▸ Список заданий
1/ Какие конкретные противозаконные действия руководство ОКВ советовало объяснять «военной необходимостью» в тексте о подготовке нацистской Германии к войне? Назовите все.
2/ Продолжите текст о подготовке нацистской Германии к войне, начав сразу после его последнего предложения.

▸ Исходный текст
------------------------------------------------------------
Эти исходные положения определяли практическую деятельность не только военных, но и всех фашистских организаций и органов — государственных, партийных, общественных. Не только в военное, но и в мирное время все должно работать на войну — вот важнейший из этих принципов, основанный на стремлении нацистов вести всеобъемлющую и решительную борьбу на уничтожение целых народов и государств. В секретном меморандуме от 26 августа 1936 г. Гитлер указывал: «Масштабы и темпы военного использования наших сил должны быть максимально большими и быстрыми... Если нам не удастся в кратчайший срок превратить наши вооруженные силы в смысле боевой подготовки, количества соединений, технического оснащения и в первую очередь идейного воспитания в самую сильную армию в мире, то Германия погибнет. В данном случае действует принцип: что будет упущено за несколько месяцев в условиях мира, невозможно будет наверстать и в течение столетий. Поэтому перед этой задачей все другие требования должны отступить на задний план»{1326}.
Тотальная милитаризация страны дала свои результаты: уже к 1939 г. «третья империя» оказалась по ряду показателей несравненно более подготовленной к войне, чем другие буржуазные государства.
Принцип тотальности требовал решительного и беспощадного применения всех самых диких, варварских и бесчеловечных средств и методов ведения военных действий для сокрушения противника, не считаясь с обычаями и международными правовыми нормами и не принимая во внимание соображения гуманности. В меморандуме ОКВ указывалось: «Война ведется всеми средствами: не только оружием, но и при помощи пропаганды и экономики. Она направлена против вооруженных сил врага, против материальных источников его мощи и духовных сил народа. При нужде все средства хороши — вот ее руководящий принцип»{1327}. Гитлер подобный принцип выразил так: «Когда начинают и ведут войну, значение имеет не право, а победа... Право же на стороне сильного»{1328}.
Эти установки открывали дорогу тягчайшим, массовым преступлениям немецко-фашистской военщины против человечества. Верховное командование вермахта сознательно готовилось применить самые изуверские методы ведения войны и задолго до нее изыскивало способы сокрытия и оправдания их. В октябре 1938 г. ОКВ подготовило и разослало [358] соответствующим инстанциям руководство, в котором подробно разъяснялось, какие аргументы следует использовать для оправдания нарушений международных конвенций по вопросам военного права. Террор против гражданского населения, обстрел невоенных объектов, нарушение суверенитета нейтральных стран, Женевской конвенции об обращении с военнопленными и другие противозаконные действия рекомендовалось объяснять «военной необходимостью». В то же время предписывалось выявлять малейшие нарушения международных соглашений по вопросам ведения войны со стороны противника и всячески использовать это в своей пропаганде{1329}.
------------------------------------------------------------
[Записи с координатной разметкой]
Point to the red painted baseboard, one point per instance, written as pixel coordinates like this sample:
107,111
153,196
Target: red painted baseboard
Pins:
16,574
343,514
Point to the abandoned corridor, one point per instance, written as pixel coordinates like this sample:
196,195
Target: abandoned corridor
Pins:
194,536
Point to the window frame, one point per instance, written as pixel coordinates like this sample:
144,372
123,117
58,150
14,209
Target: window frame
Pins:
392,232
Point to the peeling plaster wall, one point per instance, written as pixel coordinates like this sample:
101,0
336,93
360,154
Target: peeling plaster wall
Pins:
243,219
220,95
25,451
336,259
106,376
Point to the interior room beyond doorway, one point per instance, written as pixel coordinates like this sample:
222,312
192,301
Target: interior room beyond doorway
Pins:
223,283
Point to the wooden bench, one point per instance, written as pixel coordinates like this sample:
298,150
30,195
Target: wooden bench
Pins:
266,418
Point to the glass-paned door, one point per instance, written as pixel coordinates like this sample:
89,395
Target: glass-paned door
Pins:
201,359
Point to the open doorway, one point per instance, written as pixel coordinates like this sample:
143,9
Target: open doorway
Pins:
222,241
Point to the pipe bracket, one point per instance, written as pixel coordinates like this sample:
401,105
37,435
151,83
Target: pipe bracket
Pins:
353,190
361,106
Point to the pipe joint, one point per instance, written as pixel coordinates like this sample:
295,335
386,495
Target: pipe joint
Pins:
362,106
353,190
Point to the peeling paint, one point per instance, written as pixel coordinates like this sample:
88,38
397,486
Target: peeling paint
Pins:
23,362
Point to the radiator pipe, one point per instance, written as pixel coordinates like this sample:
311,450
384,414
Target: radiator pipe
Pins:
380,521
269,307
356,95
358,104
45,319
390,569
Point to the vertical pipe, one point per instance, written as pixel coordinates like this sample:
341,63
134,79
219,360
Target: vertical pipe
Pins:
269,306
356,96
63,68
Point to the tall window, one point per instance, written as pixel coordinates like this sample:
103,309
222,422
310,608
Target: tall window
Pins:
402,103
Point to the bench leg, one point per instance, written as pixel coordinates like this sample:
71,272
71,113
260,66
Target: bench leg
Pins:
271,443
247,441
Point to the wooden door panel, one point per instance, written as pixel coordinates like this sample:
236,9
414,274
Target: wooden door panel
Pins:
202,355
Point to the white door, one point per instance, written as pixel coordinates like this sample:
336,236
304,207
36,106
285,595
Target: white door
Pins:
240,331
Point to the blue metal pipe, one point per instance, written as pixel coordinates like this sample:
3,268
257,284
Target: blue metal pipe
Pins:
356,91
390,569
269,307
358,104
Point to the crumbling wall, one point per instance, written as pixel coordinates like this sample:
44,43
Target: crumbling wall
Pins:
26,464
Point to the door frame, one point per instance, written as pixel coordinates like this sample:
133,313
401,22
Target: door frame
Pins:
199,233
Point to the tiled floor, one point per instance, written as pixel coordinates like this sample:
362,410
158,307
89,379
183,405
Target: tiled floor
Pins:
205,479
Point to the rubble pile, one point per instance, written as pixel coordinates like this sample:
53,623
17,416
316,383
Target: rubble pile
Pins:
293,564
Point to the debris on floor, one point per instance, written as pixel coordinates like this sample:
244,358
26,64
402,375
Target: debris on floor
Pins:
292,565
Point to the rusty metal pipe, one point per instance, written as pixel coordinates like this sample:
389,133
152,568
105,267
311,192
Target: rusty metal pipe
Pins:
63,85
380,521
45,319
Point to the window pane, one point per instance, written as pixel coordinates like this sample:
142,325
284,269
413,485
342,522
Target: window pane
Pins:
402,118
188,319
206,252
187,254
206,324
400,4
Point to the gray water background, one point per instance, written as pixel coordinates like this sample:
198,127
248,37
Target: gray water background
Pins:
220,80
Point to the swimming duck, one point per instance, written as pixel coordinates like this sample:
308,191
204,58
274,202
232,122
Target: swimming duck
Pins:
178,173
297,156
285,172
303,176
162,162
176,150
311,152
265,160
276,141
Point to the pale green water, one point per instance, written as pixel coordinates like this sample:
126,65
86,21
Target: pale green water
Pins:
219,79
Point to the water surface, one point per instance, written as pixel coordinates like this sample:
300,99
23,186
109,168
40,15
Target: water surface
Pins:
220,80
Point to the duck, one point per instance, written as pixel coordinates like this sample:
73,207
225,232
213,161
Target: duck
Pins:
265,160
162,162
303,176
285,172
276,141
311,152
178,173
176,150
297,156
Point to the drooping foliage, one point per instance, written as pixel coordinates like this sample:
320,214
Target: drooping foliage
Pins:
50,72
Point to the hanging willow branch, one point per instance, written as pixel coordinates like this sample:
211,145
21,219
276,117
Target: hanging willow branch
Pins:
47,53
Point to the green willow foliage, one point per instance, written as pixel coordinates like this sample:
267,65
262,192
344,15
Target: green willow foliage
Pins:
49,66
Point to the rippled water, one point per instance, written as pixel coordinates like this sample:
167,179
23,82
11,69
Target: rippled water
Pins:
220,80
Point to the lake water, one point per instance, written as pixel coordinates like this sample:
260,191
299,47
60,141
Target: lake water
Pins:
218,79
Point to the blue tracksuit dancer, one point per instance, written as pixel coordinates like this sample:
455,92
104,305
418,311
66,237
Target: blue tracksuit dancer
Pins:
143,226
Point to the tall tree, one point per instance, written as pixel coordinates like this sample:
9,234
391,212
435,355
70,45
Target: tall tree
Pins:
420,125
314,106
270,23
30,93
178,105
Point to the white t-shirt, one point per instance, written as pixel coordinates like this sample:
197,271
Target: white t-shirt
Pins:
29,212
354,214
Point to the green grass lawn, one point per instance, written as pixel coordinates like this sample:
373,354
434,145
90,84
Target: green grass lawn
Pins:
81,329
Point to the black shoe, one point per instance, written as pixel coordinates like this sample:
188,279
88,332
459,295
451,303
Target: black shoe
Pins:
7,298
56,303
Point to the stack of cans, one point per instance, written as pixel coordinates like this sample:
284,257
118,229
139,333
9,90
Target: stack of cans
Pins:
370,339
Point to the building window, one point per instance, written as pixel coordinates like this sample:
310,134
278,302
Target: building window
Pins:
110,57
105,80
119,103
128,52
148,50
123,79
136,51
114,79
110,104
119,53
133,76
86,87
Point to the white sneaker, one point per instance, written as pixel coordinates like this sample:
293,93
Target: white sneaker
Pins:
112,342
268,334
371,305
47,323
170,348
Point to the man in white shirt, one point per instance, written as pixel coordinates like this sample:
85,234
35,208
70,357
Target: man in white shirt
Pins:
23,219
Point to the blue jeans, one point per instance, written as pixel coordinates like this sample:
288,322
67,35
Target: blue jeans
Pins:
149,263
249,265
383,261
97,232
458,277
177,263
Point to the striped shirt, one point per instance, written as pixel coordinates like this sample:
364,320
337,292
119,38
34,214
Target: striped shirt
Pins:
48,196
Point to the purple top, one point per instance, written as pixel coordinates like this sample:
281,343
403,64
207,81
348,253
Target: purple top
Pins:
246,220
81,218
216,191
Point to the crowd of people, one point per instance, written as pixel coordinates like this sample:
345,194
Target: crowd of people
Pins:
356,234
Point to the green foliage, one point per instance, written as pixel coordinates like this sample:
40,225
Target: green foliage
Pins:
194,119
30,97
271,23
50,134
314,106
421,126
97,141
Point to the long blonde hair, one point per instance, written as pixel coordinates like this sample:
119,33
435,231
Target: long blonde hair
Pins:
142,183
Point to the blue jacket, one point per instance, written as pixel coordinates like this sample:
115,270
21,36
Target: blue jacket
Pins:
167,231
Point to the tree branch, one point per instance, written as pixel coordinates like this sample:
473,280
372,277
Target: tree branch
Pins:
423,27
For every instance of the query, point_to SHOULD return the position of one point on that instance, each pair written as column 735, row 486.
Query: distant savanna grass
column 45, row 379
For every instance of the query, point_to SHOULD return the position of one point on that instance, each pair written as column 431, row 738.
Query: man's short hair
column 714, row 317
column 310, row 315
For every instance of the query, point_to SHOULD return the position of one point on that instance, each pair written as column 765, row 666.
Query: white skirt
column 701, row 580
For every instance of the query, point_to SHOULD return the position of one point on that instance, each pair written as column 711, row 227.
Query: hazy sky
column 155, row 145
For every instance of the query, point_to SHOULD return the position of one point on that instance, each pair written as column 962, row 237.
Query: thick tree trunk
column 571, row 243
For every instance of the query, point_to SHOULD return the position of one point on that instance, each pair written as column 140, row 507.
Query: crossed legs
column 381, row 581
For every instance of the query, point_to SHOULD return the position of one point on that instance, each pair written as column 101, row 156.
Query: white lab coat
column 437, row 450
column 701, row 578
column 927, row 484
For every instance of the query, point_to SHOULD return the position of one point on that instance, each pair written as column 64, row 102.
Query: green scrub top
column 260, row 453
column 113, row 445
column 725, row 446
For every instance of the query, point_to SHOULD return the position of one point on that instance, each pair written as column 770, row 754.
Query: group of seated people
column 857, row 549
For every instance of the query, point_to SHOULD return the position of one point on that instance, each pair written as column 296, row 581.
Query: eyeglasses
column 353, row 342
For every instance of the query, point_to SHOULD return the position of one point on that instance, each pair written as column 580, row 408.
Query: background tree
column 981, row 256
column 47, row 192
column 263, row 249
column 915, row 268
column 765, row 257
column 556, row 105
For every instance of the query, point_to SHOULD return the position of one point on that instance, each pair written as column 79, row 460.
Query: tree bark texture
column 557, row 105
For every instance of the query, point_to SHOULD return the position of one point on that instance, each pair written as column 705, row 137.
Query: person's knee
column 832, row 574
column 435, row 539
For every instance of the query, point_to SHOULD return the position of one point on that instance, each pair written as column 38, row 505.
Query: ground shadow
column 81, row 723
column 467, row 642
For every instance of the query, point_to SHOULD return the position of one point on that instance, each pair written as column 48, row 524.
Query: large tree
------------------------------------------------------------
▸ Ответы
1/
- Террор против гражданского населения
- Обстрел невоенных объектов
- Нарушение суверенитета нейтральных стран
- Нарушение Женевской конвенции об обращении с военнопленными

2/
Гитлеровцы считали, что истребление населения других стран даст им преимущество в войне и приведет к «радикальному решению» проблемы «жизненного пространства» для рейха. На деле же применение преступных методов по отношению к другим народам вызывало такую реакцию протеста, силу которой гитлеровцы, по-видимому, недооценили. Античеловеческие методы войны, необузданный террор на оккупированной территории вытекали из политической и военной доктрины фашизма, и поэтому попытки западногерманской мемуарной, военно-исторической и юридической литературы оправдать преступления вермахта, его генералитета ссылками на «военную необходимость» являются совершенно несостоятельными. Так же лживы и распространяемые ими утверждения, будто исход войны мог бы оказаться иным, если бы гитлеровцы придерживались норм международного права и проводили «более гибкую» оккупационную политику. Но уже война в Эфиопии и Испании, а затем первые шаги народного сопротивления в Чехословакии показали, что никакая политика оккупантов не в состоянии сломить волю народов к национальной независимости и свободе.
Германские милитаристы, учитывая печальный опыт первой мировой войны, не питали больших иллюзий относительно способности населения своей страны, а тем более ее экономики выдержать испытания длительной войны на два фронта против мощной коалиции{1330}. Однако лишь немногие из них разделяли взгляды генерал-полковника Л. Века, считавшего необходимым до поры до времени избегать большой войны, делая ставку на постепенное достижение захватнических целей по мере роста могущества вермахта. Такая осторожная тактика не устраивала наиболее агрессивные круги германского империализма. В 1938 г. произошла перетасовка в руководстве вермахта, в результате которой «медлителям» и «всезнайкам», как «заклеймил» их Гитлер, пришлось оставить свои посты; ключевые позиции полностью оказались в руках тех, кто был готов пойти на все.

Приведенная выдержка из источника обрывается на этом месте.